> Instructions for the task
From the data below, report how many lines contain the word "Outputs", giving the number and nothing else.
------------
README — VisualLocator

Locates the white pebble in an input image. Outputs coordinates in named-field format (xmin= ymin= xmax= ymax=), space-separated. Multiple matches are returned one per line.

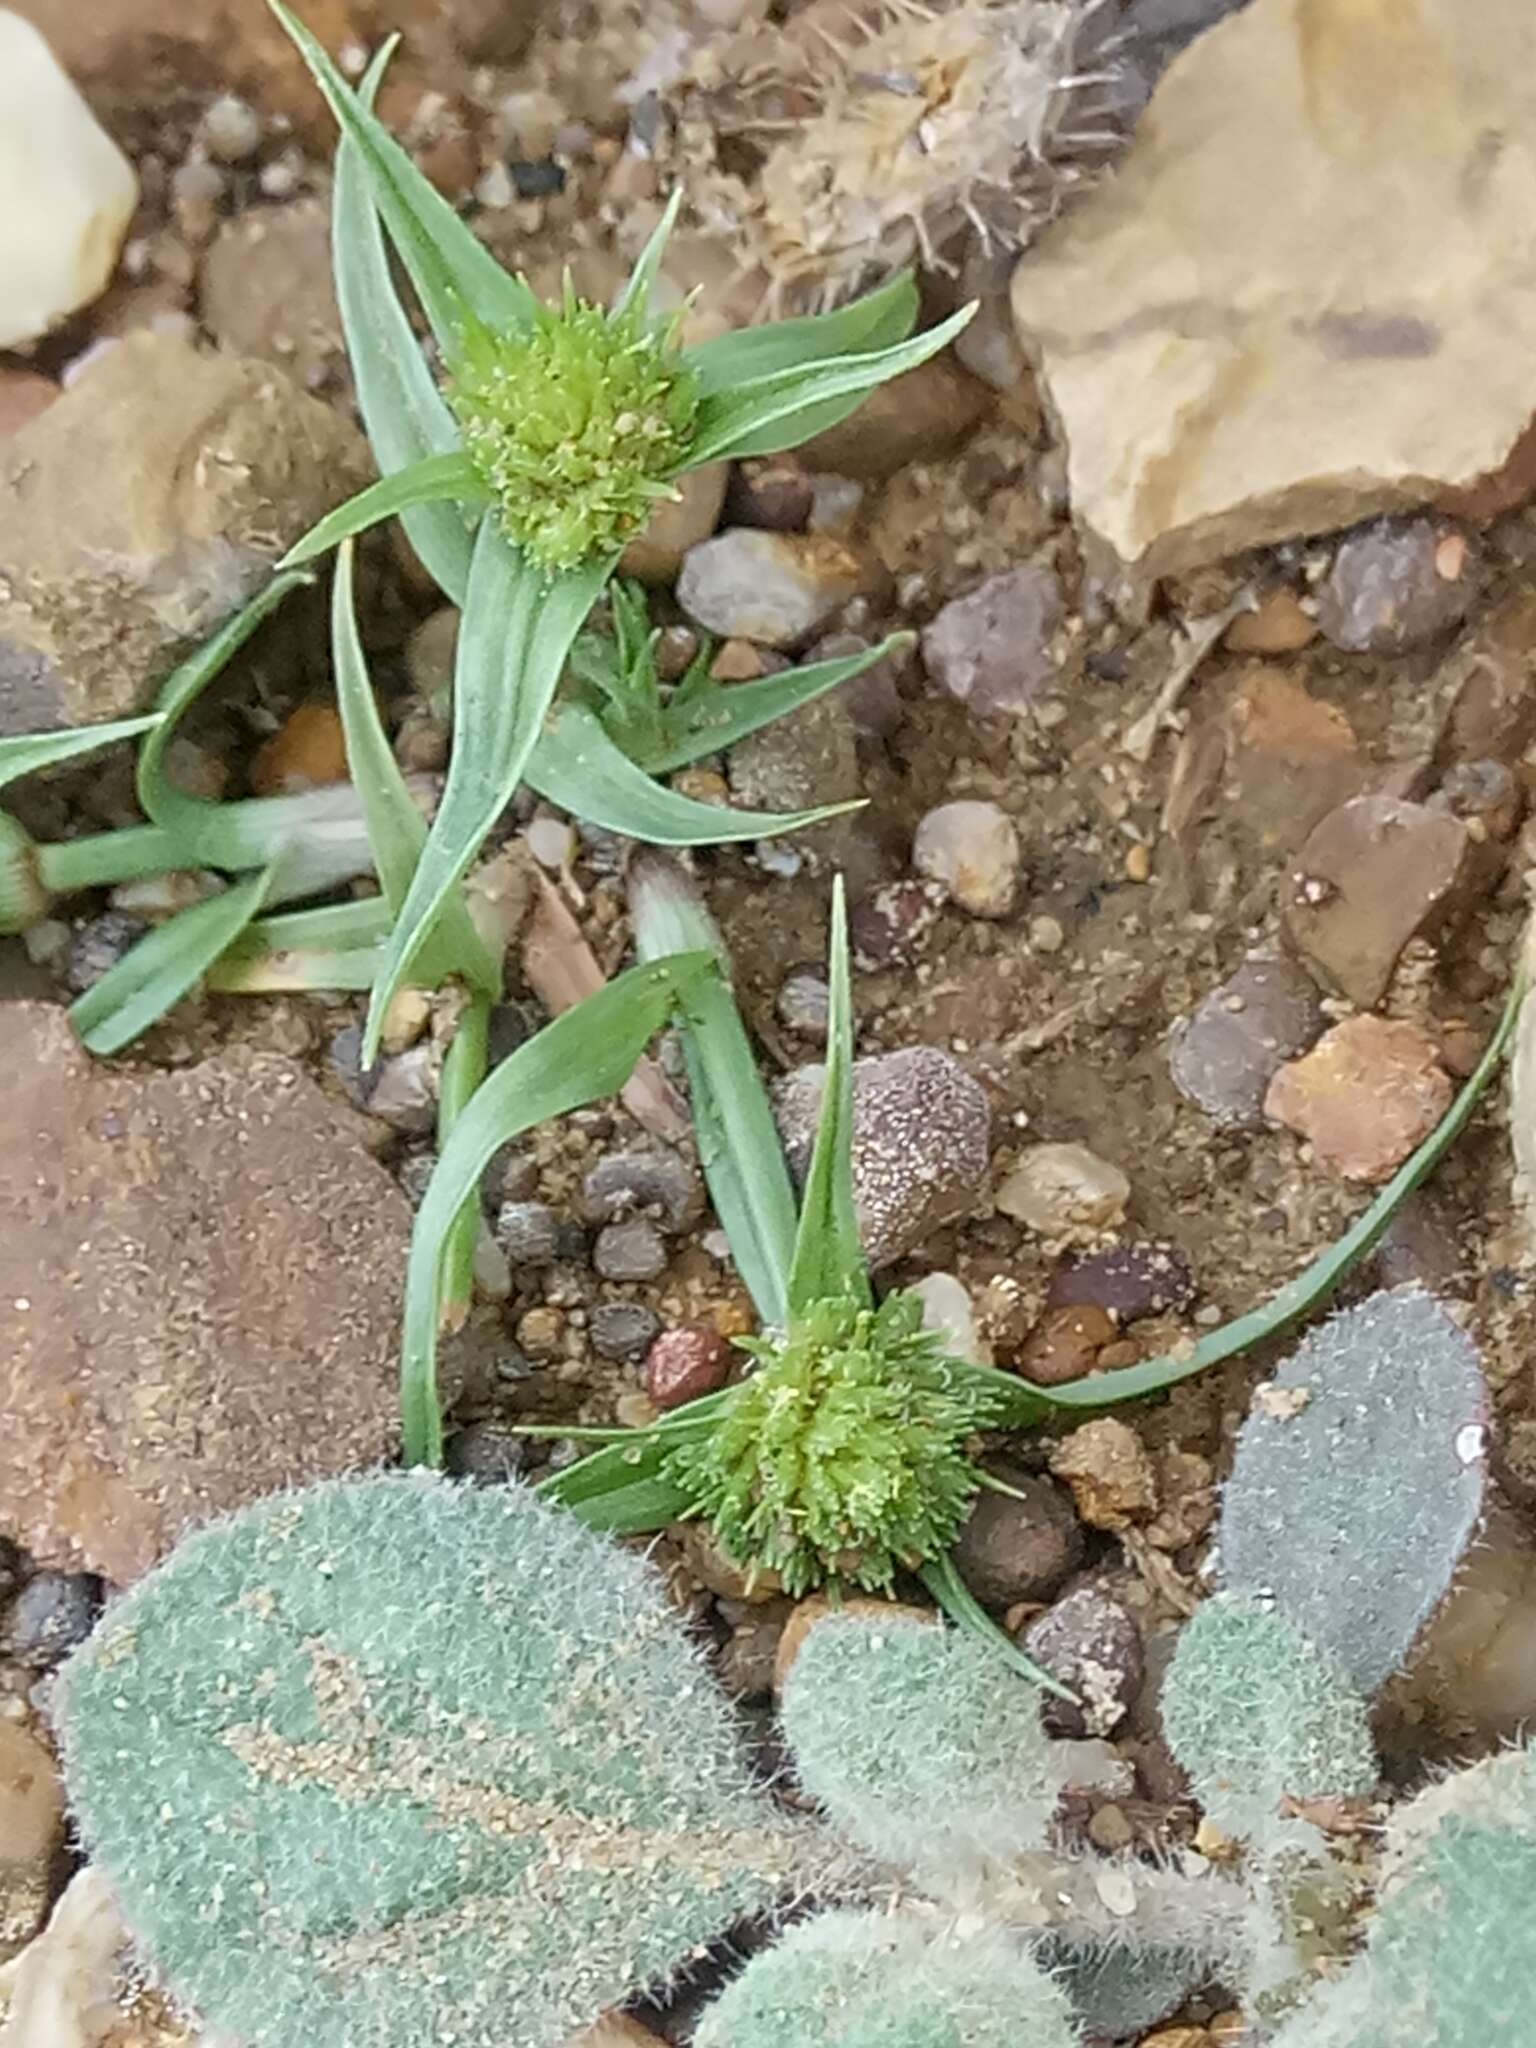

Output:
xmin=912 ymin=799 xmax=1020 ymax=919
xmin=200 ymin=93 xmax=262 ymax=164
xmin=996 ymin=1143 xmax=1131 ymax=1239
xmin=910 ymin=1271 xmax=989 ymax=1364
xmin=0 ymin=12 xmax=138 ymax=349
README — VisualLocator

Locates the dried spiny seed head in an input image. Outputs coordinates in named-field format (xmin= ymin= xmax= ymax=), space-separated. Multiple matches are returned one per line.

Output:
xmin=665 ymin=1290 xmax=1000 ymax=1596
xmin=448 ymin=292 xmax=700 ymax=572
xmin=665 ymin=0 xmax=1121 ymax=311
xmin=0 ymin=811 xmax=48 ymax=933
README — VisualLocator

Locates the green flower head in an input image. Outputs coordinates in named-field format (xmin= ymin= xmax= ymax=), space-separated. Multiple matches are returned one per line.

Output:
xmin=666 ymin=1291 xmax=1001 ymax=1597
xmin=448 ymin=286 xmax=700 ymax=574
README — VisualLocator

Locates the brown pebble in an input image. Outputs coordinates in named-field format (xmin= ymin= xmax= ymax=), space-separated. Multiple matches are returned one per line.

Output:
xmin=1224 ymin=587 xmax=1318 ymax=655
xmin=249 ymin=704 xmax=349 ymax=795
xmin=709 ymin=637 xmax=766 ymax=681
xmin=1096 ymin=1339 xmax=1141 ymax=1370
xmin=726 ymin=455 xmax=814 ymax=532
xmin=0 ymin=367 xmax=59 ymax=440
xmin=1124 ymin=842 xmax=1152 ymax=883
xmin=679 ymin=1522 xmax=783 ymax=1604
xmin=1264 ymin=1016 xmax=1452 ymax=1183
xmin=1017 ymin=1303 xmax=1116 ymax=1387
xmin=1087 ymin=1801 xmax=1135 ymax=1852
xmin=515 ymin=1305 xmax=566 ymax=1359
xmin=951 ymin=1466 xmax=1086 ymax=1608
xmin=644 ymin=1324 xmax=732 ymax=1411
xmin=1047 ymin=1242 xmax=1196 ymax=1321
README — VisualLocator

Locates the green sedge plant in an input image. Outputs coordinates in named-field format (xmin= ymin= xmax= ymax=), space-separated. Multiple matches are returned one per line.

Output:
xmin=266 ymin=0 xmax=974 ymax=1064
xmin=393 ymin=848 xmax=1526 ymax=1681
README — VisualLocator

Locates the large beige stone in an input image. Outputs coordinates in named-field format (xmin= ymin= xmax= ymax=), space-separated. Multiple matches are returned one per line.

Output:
------------
> Output below
6